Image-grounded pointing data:
---------------

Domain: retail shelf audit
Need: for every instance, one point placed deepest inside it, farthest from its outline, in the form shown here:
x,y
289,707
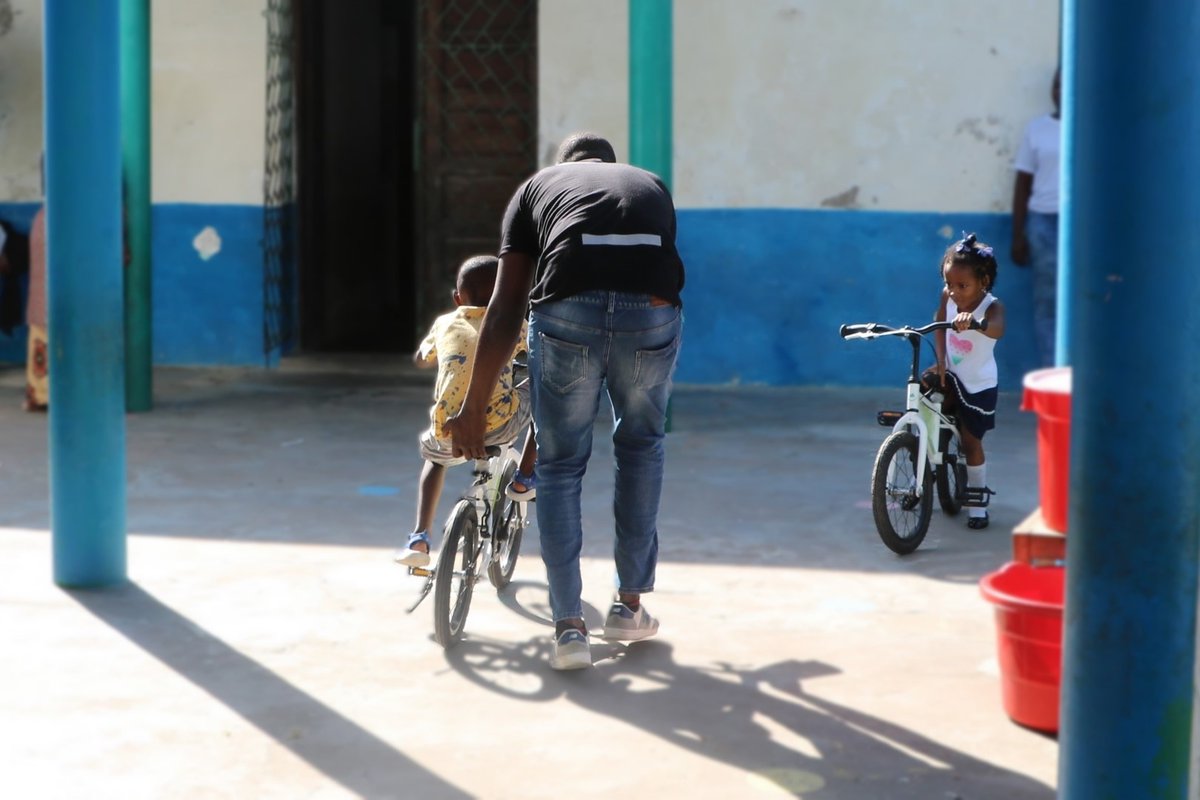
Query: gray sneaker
x,y
571,650
629,625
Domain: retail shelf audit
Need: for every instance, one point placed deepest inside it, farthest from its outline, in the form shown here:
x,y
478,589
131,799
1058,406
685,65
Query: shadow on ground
x,y
760,720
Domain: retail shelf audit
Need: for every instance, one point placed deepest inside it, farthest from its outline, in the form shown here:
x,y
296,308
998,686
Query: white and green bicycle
x,y
923,447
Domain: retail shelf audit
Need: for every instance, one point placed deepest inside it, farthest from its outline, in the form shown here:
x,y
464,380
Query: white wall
x,y
209,95
21,100
208,100
582,73
888,104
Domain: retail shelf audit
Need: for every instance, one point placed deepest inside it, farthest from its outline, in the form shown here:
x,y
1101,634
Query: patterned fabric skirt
x,y
37,367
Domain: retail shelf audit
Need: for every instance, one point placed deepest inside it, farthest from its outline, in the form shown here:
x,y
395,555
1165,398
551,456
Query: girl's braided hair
x,y
972,253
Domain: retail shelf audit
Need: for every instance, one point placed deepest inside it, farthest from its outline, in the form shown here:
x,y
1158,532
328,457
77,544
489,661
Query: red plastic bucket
x,y
1029,636
1048,394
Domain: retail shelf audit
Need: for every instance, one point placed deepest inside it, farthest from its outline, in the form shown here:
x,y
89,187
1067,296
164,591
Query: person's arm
x,y
497,337
426,354
940,338
1023,187
995,317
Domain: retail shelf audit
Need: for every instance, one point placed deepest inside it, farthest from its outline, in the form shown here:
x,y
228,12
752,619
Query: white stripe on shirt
x,y
623,240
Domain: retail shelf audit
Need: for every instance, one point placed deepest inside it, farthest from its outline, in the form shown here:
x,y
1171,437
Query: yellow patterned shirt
x,y
451,344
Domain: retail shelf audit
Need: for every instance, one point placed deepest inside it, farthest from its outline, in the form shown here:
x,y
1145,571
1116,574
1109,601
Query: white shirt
x,y
1038,156
970,354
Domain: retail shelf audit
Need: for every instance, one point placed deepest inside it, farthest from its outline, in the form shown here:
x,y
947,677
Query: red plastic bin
x,y
1029,636
1048,394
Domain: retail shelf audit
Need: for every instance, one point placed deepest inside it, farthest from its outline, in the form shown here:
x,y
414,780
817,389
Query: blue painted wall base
x,y
767,289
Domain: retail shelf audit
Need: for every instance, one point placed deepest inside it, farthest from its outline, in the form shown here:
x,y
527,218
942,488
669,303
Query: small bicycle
x,y
923,447
483,535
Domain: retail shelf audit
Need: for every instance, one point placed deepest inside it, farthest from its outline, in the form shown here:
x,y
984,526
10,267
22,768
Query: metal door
x,y
477,131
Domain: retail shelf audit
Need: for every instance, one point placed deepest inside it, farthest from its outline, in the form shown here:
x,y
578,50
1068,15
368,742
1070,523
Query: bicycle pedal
x,y
888,419
976,497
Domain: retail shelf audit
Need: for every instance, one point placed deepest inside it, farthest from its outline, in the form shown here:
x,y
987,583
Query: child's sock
x,y
977,479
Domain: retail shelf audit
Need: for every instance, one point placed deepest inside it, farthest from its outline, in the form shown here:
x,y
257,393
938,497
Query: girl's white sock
x,y
977,479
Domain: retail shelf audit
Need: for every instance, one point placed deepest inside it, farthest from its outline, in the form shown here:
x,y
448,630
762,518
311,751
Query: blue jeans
x,y
579,347
1042,230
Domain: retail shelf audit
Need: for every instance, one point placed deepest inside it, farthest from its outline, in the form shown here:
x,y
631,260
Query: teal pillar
x,y
136,162
1132,200
84,292
651,86
652,92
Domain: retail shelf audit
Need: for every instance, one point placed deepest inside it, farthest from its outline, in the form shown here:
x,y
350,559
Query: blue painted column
x,y
136,161
1132,122
652,92
84,288
651,86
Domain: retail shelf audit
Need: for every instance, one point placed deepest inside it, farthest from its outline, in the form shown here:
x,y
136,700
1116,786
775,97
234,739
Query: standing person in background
x,y
1036,217
591,244
37,355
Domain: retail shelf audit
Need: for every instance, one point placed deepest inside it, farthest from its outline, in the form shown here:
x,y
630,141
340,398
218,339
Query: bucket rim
x,y
1009,601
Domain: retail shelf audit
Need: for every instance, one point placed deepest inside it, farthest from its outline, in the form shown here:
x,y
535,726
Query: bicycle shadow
x,y
759,719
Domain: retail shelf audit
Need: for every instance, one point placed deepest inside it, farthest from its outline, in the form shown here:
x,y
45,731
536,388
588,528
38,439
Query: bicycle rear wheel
x,y
901,513
454,578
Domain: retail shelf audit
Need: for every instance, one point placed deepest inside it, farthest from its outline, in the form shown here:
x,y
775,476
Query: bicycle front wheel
x,y
900,500
454,576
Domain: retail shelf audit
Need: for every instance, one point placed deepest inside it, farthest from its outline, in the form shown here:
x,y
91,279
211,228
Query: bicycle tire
x,y
951,476
453,589
508,527
901,516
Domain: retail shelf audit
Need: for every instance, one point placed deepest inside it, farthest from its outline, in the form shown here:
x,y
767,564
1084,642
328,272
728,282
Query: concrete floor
x,y
262,648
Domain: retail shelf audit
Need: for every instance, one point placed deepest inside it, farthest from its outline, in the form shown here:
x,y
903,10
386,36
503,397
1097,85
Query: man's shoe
x,y
531,487
408,555
571,650
628,625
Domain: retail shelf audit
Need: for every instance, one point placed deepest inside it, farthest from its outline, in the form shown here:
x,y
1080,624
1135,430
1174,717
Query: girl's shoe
x,y
409,557
978,523
531,487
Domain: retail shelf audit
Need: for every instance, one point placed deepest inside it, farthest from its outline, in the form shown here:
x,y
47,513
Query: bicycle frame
x,y
921,413
484,493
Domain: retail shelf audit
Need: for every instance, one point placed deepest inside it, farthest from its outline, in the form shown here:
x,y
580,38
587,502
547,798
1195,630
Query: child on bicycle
x,y
450,346
966,362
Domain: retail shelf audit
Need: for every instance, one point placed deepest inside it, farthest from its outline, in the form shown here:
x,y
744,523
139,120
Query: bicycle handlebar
x,y
873,330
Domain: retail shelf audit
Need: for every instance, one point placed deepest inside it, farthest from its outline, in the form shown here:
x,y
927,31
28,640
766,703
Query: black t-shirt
x,y
595,226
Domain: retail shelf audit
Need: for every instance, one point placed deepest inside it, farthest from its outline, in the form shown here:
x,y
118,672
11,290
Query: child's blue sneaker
x,y
523,495
409,557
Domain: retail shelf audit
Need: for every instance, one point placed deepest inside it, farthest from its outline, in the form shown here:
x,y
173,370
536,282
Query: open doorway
x,y
415,122
355,118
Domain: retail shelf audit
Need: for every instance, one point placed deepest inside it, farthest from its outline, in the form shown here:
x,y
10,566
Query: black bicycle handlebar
x,y
870,330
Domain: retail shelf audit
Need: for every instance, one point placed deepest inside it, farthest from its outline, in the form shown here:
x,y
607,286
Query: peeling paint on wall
x,y
847,199
207,242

---------------

WHAT IS NEEDED:
When you retype the records, keep every word exactly as written and exclude the pictures.

REPLY:
Domain: retail shelf audit
Need: for every instance, one point placed deepest inside it, farthest from its outline, in the form shown here:
x,y
289,707
Query: gray sneaker
x,y
571,650
629,625
Domain: retail shelf audit
Need: for every instance, one point placed deepest inside it, farthest from its outline, in the form shown here:
x,y
478,589
131,799
1058,406
685,65
Query: shadow on ground
x,y
760,720
Domain: retail shelf audit
Need: for every instance, one point placed deepest inside it, farthest from its outline, in the form shown here:
x,y
296,308
998,686
Query: white and green bicycle
x,y
923,447
Domain: retail shelf audit
Need: for every instance, one point placed deepest inside it, farthest from its outline, in the form shown here:
x,y
464,380
Query: white wall
x,y
209,95
21,100
208,100
582,73
888,104
Domain: retail shelf audit
Need: for every instance, one point placed deepest inside it, farthest from its outline, in the form shown here:
x,y
1101,634
Query: patterned fabric skirt
x,y
37,367
Domain: retail shelf audit
Need: for every instance, one point placed deepest inside it, farthest from its outline, in the form shown here:
x,y
395,555
1165,398
551,456
Query: girl's braided hair
x,y
972,253
Domain: retail shelf audit
Need: for every instance, one point placed deepest inside it, farthest from its outline, in the form shown here:
x,y
1158,532
328,457
77,544
489,661
Query: red plastic bucket
x,y
1029,636
1048,394
Domain: retail shelf audit
Need: for every instance, one point placed deepest inside it, farthest from its outline, in the form shown here:
x,y
89,187
1067,296
164,591
Query: person's arm
x,y
497,337
426,354
940,338
1023,187
995,317
Domain: retail shelf audit
Need: for every instance, one point placed deepest inside it, farthest from its outline, in the form shown here:
x,y
228,12
752,619
Query: white stripe on shirt
x,y
623,240
Domain: retail shelf audit
Need: for every instance, one point placed deepest inside it, farthest from its outline, in the form shown here:
x,y
1171,437
Query: yellow patterned shirt
x,y
451,344
Domain: retail shelf audit
Need: for every instance, one point placed deepest inside it, farthest from its outline, in the form shown here:
x,y
1145,571
1116,574
1109,601
Query: white shirt
x,y
1038,156
970,354
Domain: retail shelf audit
Need: for every instance, one point placed deepest inside it, farthest from its outline, in the form shown here:
x,y
947,677
Query: red plastic bin
x,y
1029,636
1048,394
Domain: retail shelf audit
Need: for every instance, one point placed deepest inside it, farthest from its outline, in the form shown here:
x,y
414,780
817,389
Query: blue painted wall base
x,y
767,289
Domain: retail shelf audit
Need: for every instance, one point placed deepest inside it, farthest from its outline, in the form shown here:
x,y
527,218
942,488
669,303
Query: small bicycle
x,y
923,447
483,535
Domain: retail shelf audit
Need: for every instance, one point placed deepest inside it, farthest from its outline, in the form shown here:
x,y
984,526
10,267
22,768
Query: metal door
x,y
477,131
Domain: retail shelf audit
Need: for every instance, one point placed deepest inside it, farthest from its outline, in the form shown here:
x,y
578,50
1068,15
368,742
1070,523
Query: bicycle pedal
x,y
888,419
976,497
Domain: retail shelf audit
Need: for every instance, one point placed deepest inside it, farthest from its outline, in the form shown here:
x,y
987,583
Query: child's sock
x,y
977,479
Domain: retail shelf audit
Need: for every instance, one point placed deepest inside it, farthest from its outline, in the form shown here:
x,y
257,393
938,497
Query: girl's white sock
x,y
977,479
Domain: retail shelf audit
Need: for every instance, one point placed deepest inside it, farthest from its outline, in the form shown here:
x,y
448,630
762,518
311,751
Query: blue jeans
x,y
579,347
1042,230
Domain: retail shelf audit
Need: for every instance, one point placed deepest inside it, farthest from its outline, in the form shown here:
x,y
631,260
Query: teal pillar
x,y
136,162
1132,200
84,292
651,86
652,92
Domain: retail shelf audit
Need: for every instance, one point placed deepest inside it, farthest from its outline, in the form shown here:
x,y
350,559
Query: blue painted column
x,y
136,161
1132,122
652,92
84,288
651,86
Domain: retail shelf audit
Need: for every instance, one point placed deepest inside it, farthest from its outline, in the form shown here:
x,y
136,700
1116,786
775,97
234,739
Query: standing person in background
x,y
1036,217
591,244
37,355
Domain: retail shelf audit
Need: for every instance, one point placed deepest inside it, farthest from its outline, in the form shown here:
x,y
630,141
340,398
218,339
Query: bucket rim
x,y
1009,601
Domain: retail shelf audit
Need: for every instance, one point placed deepest inside it, farthest from its outline, in the form shown here:
x,y
535,726
Query: bicycle shadow
x,y
759,719
Domain: retail shelf audit
Need: for every instance, one point placed deepest inside it, farthest from its outline, in the form shown here:
x,y
45,731
536,388
588,528
38,439
Query: bicycle rear wheel
x,y
901,513
454,578
Domain: retail shelf audit
Need: for every instance, one point placed deepest inside it, farthest from its outline, in the form shown here:
x,y
775,476
Query: bicycle front wheel
x,y
900,500
454,576
Domain: retail shelf audit
Need: for every instance, one point placed deepest inside it, farthest from its outline, in the form shown here:
x,y
91,279
211,228
Query: bicycle tire
x,y
951,476
453,589
508,527
901,516
Domain: retail shelf audit
Need: for every instance, one point placed deepest inside it, farthest from its outline, in the form shown here:
x,y
767,564
1084,642
328,272
728,282
Query: concrete floor
x,y
262,648
Domain: retail shelf audit
Need: for every instance, one point placed deepest inside it, farthest from its outline, in the form shown here:
x,y
903,10
386,36
503,397
1097,85
Query: man's shoe
x,y
531,487
408,555
571,650
628,625
Domain: retail shelf audit
Need: for every instance, one point placed deepest inside it, farthest from its outline, in the form shown here:
x,y
1080,624
1135,430
1174,717
Query: girl's shoe
x,y
409,557
978,523
531,487
Domain: retail shelf audit
Need: for every instance, one point placed deepest inside it, farthest from its outline, in the form shown here:
x,y
47,513
Query: bicycle frame
x,y
921,413
484,493
Domain: retail shelf audit
Need: for every instance, one point placed deepest inside it, farthest from its outline, in the form shown here:
x,y
580,38
587,502
547,798
1195,630
Query: child on bicycle
x,y
450,346
966,362
Domain: retail shelf audit
Need: for every instance, one point placed deepest inside it, farthest from its outline, in the form shown here:
x,y
744,523
139,120
Query: bicycle handlebar
x,y
873,330
Domain: retail shelf audit
Need: for every instance, one point placed deepest inside it, farthest from its outline, in the form shown here:
x,y
927,31
28,640
766,703
Query: black t-shirt
x,y
595,226
Domain: retail shelf audit
Need: for every instance, one point placed deepest inside it, farthest from its outline, in the form shown here:
x,y
118,672
11,290
Query: child's blue sneaker
x,y
523,495
409,557
Domain: retail shelf audit
Need: for every instance, one point placed deepest inside it, farthest from its outline, in the form shown here:
x,y
173,370
536,282
Query: open doorway
x,y
415,122
355,118
Domain: retail shelf audit
Need: for every instance, one point placed deepest inside it, farthest from its outline, in the form shown here:
x,y
10,566
Query: black bicycle handlebar
x,y
870,330
Domain: retail shelf audit
Need: for every instance, one point placed deepest inside it, farthest from its outline, in the form shown here:
x,y
607,286
Query: peeling paint on wall
x,y
847,199
207,242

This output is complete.